*What is being asked*: Turn every line of the material below into a numbered list, skipping any blank lines.

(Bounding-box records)

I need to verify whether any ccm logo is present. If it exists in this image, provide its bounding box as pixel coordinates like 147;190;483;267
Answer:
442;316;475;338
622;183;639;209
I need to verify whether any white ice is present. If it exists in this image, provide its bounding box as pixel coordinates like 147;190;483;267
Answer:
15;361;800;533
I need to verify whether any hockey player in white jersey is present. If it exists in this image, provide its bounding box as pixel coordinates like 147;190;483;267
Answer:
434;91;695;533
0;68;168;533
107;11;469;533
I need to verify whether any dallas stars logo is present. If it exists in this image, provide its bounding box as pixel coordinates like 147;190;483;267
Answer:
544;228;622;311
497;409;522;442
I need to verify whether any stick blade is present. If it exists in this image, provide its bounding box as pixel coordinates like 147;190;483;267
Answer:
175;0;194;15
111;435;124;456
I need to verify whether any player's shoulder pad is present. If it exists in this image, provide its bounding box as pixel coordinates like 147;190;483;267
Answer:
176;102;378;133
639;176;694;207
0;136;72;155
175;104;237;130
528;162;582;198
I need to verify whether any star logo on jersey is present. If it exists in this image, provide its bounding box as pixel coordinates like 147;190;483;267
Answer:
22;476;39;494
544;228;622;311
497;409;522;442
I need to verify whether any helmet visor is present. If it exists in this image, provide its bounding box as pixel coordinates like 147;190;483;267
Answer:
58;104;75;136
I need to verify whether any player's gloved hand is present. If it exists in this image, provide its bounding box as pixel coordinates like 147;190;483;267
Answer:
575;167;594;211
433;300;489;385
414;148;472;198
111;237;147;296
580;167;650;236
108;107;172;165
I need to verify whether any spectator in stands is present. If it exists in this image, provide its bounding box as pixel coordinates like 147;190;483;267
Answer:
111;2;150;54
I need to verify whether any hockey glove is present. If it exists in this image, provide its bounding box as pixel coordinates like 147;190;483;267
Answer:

*Exercise response*:
1. I need to verify whether any ccm logo is present. If it exists in this image, provide its bounding box as pixel coordinates like 147;190;483;267
2. Answer:
3. 442;316;475;338
4. 622;183;639;209
5. I need to verify whether any white ice is present. If it exists in this image, provide its bounding box as pixel coordinates like 147;190;483;267
6. Answer:
7. 15;361;800;533
8. I need to verify whether any hockey player in white jersey is present. If it exists in this image, provide its bounding box as pixel coordinates like 147;190;483;267
9. Answer:
10. 434;91;695;533
11. 0;68;168;533
12. 107;11;469;533
13. I need to verify whether any dallas stars logo is present. If it exists in this image, provide its bounding box as pixel coordinates like 147;190;483;267
14. Answer:
15. 544;228;622;311
16. 497;409;522;442
17. I need to verify whether any stick blade is present. If it exists in this image, provide its bounding box as pixel coordinates like 147;190;483;267
18. Answer:
19. 175;0;194;15
20. 111;435;124;456
21. I need to verify whether any player's shoulder pad is present. If it exists in this image, provide its bounding box as pixel coordinates like 147;190;483;267
22. Answer:
23. 176;102;378;133
24. 639;176;694;207
25. 0;136;72;155
26. 175;104;237;130
27. 528;162;582;198
28. I need to verify whether any star logo on jersey is present. If it exists in this image, provide its bounding box as pixel coordinates like 147;190;483;267
29. Answer:
30. 22;476;39;494
31. 544;228;622;311
32. 497;409;522;442
33. I need to verify whether any helmet visor is present. If it exists in this image, provide its bounding box as pixel coordinates like 147;190;483;267
34. Answer:
35. 58;104;75;136
36. I need to verify whether any player's gloved hand is present. If it exists in this image, provide its bounding box as pixel coordinates like 147;190;483;267
37. Answer:
38. 575;167;594;211
39. 433;300;489;385
40. 414;148;472;198
41. 111;237;147;296
42. 580;167;650;236
43. 108;107;172;165
44. I need to verify whether any spectator in stands is present. If it exists in this image, provide its bounding box as pixel coordinates like 147;190;483;267
45. Answer:
46. 111;2;150;54
47. I need to verify whether any hockey glove is present. If it exists in this image, provide its bounding box as pixel coordinates like 147;190;483;267
48. Answer:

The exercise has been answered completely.